*課題*.
以下に掲げるIllumioの日本進出に関する記事のうち、「ゼロトラスト・セグメンテーションを手掛け」から「ジネス展開について説明した。」までの箇所を、一字も変えずに書き写してください。

ニュース

ゼロトラスト・セグメンテーションを手掛ける米Illumioが日本進出 ランサムウェアを隔離し重要な資産やデータを保護

 ゼロトラスト・セグメンテーションによるセキュリティを提供する米Illumio(イルミオ)は17日、日本での事業を開始したことを発表。東京に拠点を開設し、カントリーマネージャーには嘉規邦伸氏を任命した。

 同日にオンラインで行われた記者発表会では、ゼロトラスト・セグメンテーションのソリューション概要および日本市場でのビジネス展開について説明した。

ゼロトラストに特化したセグメンテーションプラットフォームを提供

 Illumioは、ゼロトラスト・セキュリティモデルに特化した設計のセグメンテーションプラットフォームを提供し、重要なアプリケーションやデータの可視化と保護を実現する。これにより、企業や組織は、リスクを発見し攻撃を隔離することでデータのより良い防御が可能となる。

 米Illumio 共同創業者兼CEOのアンドリュー・ルービン氏は、サイバー攻撃の現状について、「重要な資産を保護するため、企業ではセキュリティ対策に多大な投資を行っている。それにも関わらず、ランサムウェアの被害は増加し続けている。サイバー攻撃を成功させてしまう要因としては、『検知の失敗』からネットワークに侵入され、ラテラルムーブメント(水平移動)により『侵害の拡散』が起こり、『重要資産への不正アクセス』を許してしまうことが挙げられる。もはや、検知だけでは不十分であり、新たなセキュリティアーキテクチャが必要となっている」と指摘する。

米Illumio 共同創業者兼CEOのアンドリュー・ルービン氏

 「こうした中で当社は、ゼロトラスト・セキュリティモデルに特化した設計で実績のある唯一のセグメンテーションプラットフォームを提供している。同プラットフォームでは、アプリケーションのリスクを可視化し、環境をセグメント化することでランサムウェアやサイバー攻撃者のネットワーク内移動を阻止する。これにより、企業の基幹業務アプリケーションや貴重なデジタル資産を保護することができる」(ルービン氏)とした。

*データ抜粋*.

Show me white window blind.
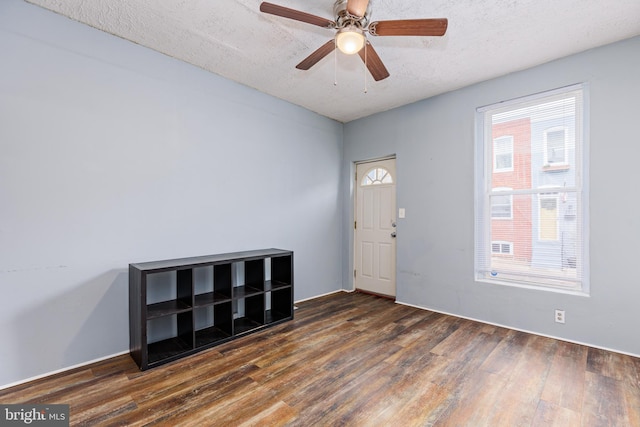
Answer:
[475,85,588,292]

--

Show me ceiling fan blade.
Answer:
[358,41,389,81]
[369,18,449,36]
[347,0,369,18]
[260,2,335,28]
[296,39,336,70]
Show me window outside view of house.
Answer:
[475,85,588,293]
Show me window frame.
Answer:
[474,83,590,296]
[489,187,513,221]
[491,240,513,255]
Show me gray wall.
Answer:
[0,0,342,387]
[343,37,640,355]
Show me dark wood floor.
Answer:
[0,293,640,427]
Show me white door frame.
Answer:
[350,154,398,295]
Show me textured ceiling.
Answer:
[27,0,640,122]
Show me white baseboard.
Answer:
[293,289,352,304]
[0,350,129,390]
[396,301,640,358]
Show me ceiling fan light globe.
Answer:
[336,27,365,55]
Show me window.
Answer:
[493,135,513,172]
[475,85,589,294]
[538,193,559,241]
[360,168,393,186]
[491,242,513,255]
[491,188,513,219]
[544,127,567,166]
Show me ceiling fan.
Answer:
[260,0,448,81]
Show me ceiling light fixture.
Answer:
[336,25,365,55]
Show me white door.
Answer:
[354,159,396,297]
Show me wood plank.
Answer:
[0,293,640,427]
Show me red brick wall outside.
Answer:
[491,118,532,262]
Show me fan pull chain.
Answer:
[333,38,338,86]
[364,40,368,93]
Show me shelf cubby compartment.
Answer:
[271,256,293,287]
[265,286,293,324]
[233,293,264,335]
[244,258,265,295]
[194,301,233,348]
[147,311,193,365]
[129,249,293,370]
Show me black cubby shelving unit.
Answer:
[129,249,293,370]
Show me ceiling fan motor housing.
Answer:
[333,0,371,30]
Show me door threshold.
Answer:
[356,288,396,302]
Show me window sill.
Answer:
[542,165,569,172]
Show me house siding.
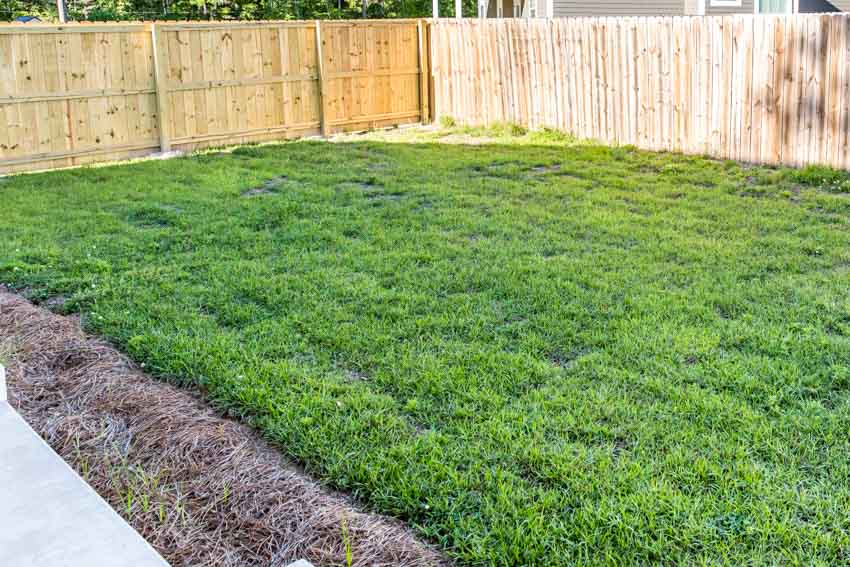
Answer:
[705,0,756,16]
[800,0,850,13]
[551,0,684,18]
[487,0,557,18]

*解答*.
ゼロトラスト・セグメンテーションを手掛ける米Illumioが日本進出 ランサムウェアを隔離し重要な資産やデータを保護

 ゼロトラスト・セグメンテーションによるセキュリティを提供する米Illumio(イルミオ)は17日、日本での事業を開始したことを発表。東京に拠点を開設し、カントリーマネージャーには嘉規邦伸氏を任命した。

 同日にオンラインで行われた記者発表会では、ゼロトラスト・セグメンテーションのソリューション概要および日本市場でのビジネス展開について説明した。